Salman Rushdie’s latest book ‘Quichotte’ has been short-listed for the 2019 edition of the Man Booker Prize. Rushdie who had won the 1981 Booker Prize for ‘Midnight’s Children’, has been shortlisted alongside Margaret Atwood and four other writers, as announced by the committee on Tuesday.

Margaret Atwood, who was shortlisted for the Man Booker Prize in 1986, has been shortlisted again for ‘The Testaments’, which is a sequel to her 1986 Booker Prize shortlisted work, ‘The Handmaid’s Tale’.

Lucy Ellmann, Bernardine Evaristo, Chigozie Obioma and Elif Shafak are the other writers whose books are in the short-list. Chigozie Obioma was also shortlisted earlier for the 2015 edition of the Man Booker for his debut novel ‘The Fishermen’.

* GIVEN INFORMATION *
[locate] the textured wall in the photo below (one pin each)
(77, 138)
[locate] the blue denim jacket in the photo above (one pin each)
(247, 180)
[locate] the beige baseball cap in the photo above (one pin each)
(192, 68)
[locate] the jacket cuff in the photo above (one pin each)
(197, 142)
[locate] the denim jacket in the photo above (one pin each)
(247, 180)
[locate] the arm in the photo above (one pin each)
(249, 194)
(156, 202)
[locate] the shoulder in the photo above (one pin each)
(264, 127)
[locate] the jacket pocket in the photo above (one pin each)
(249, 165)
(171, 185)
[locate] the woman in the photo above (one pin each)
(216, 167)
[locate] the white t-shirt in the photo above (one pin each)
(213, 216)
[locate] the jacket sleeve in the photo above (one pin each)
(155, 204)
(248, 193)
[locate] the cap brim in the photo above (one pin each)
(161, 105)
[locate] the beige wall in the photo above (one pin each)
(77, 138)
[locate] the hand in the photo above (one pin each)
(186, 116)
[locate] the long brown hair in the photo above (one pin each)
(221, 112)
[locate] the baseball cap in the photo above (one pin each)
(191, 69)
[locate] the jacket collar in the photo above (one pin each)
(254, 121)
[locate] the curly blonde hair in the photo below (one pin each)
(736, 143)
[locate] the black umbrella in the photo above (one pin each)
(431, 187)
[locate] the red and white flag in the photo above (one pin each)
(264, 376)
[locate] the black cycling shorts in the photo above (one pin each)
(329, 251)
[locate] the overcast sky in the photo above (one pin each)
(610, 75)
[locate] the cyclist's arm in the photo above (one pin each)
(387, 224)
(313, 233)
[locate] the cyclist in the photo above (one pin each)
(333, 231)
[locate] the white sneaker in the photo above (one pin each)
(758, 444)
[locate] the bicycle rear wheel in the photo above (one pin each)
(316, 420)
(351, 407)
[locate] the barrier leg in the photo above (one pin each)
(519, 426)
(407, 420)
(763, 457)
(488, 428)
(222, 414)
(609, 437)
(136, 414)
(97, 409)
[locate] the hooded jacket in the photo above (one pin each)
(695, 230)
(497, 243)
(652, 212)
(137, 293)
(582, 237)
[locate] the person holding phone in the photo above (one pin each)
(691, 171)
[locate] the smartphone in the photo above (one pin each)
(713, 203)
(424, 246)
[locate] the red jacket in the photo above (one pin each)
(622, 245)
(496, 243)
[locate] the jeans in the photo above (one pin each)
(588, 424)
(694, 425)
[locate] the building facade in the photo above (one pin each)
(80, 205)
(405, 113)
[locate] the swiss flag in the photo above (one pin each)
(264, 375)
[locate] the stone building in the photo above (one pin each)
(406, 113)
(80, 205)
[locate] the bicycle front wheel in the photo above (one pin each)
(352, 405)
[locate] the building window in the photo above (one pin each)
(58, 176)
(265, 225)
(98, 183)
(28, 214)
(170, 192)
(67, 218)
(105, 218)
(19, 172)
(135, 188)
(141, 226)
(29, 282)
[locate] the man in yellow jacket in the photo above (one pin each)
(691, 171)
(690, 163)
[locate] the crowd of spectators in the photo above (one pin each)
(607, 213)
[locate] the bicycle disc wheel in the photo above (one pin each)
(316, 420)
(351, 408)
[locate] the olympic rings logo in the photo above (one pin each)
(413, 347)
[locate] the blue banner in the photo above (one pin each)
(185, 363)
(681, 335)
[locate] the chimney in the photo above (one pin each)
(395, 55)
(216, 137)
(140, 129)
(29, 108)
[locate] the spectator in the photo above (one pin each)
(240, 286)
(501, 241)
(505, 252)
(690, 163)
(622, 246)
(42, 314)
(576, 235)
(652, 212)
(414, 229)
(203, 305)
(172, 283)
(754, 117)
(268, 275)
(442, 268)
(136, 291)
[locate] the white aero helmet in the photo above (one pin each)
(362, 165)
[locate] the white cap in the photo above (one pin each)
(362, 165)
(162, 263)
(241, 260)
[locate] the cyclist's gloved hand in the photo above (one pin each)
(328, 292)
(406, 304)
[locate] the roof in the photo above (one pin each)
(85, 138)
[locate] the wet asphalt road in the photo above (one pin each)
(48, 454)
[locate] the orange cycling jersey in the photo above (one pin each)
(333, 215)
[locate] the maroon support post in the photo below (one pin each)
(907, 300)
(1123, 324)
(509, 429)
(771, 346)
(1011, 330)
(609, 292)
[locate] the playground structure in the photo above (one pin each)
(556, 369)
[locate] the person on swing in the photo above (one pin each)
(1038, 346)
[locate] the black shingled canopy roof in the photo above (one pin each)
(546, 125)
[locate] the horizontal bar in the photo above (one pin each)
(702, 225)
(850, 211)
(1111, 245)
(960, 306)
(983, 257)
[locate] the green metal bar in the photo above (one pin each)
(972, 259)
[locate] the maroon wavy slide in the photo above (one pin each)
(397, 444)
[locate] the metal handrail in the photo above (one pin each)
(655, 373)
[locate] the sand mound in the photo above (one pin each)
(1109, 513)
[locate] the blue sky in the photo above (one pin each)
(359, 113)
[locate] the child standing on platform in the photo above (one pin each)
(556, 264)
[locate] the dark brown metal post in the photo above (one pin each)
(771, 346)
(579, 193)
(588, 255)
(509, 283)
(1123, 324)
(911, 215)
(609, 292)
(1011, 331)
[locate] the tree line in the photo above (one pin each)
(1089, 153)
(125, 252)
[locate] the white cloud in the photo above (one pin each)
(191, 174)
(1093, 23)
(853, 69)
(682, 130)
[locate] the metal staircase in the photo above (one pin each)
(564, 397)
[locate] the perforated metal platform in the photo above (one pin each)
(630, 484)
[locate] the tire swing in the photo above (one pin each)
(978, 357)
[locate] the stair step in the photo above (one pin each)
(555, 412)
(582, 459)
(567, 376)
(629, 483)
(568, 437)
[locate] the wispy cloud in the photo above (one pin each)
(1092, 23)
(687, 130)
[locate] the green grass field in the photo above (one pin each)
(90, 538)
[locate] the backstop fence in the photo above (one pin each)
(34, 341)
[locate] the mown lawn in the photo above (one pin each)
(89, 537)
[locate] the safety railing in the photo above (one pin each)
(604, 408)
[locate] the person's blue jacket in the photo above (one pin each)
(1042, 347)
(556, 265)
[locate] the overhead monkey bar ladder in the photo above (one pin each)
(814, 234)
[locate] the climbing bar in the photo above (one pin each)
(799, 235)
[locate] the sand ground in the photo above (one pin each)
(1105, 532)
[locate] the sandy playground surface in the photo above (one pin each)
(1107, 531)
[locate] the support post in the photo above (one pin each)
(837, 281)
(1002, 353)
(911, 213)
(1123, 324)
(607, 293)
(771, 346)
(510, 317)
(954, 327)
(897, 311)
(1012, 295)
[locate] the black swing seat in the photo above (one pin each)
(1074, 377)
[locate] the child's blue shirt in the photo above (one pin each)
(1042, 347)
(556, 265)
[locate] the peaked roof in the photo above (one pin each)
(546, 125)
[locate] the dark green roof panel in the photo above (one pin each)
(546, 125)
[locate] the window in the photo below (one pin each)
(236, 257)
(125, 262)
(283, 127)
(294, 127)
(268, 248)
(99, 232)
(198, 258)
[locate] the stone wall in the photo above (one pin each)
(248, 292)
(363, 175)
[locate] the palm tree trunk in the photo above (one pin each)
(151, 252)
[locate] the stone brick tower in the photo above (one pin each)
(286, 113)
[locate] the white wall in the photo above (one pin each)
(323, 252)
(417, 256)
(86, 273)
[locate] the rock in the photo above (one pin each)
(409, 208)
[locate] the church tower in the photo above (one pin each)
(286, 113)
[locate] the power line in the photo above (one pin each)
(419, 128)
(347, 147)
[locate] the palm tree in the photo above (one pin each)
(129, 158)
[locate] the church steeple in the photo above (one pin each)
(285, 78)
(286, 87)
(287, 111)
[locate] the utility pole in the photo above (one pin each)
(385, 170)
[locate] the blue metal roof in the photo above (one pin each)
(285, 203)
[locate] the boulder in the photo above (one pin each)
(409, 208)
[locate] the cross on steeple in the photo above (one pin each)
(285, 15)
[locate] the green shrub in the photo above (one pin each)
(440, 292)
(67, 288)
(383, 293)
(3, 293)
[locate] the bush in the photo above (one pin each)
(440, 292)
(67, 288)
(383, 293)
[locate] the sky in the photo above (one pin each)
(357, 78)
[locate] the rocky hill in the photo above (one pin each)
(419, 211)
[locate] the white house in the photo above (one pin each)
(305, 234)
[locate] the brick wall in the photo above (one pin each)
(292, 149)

* WRITTEN EXERCISE *
Please update the stretch of the Booker Prize shortlist article from "Salman Rushdie’s latest" through "committee on Tuesday.", replacing "short-listed" with "shortlisted".

* RESPONSE TO THE TASK *
Salman Rushdie’s latest book ‘Quichotte’ has been shortlisted for the 2019 edition of the Man Booker Prize. Rushdie who had won the 1981 Booker Prize for ‘Midnight’s Children’, has been shortlisted alongside Margaret Atwood and four other writers, as announced by the committee on Tuesday.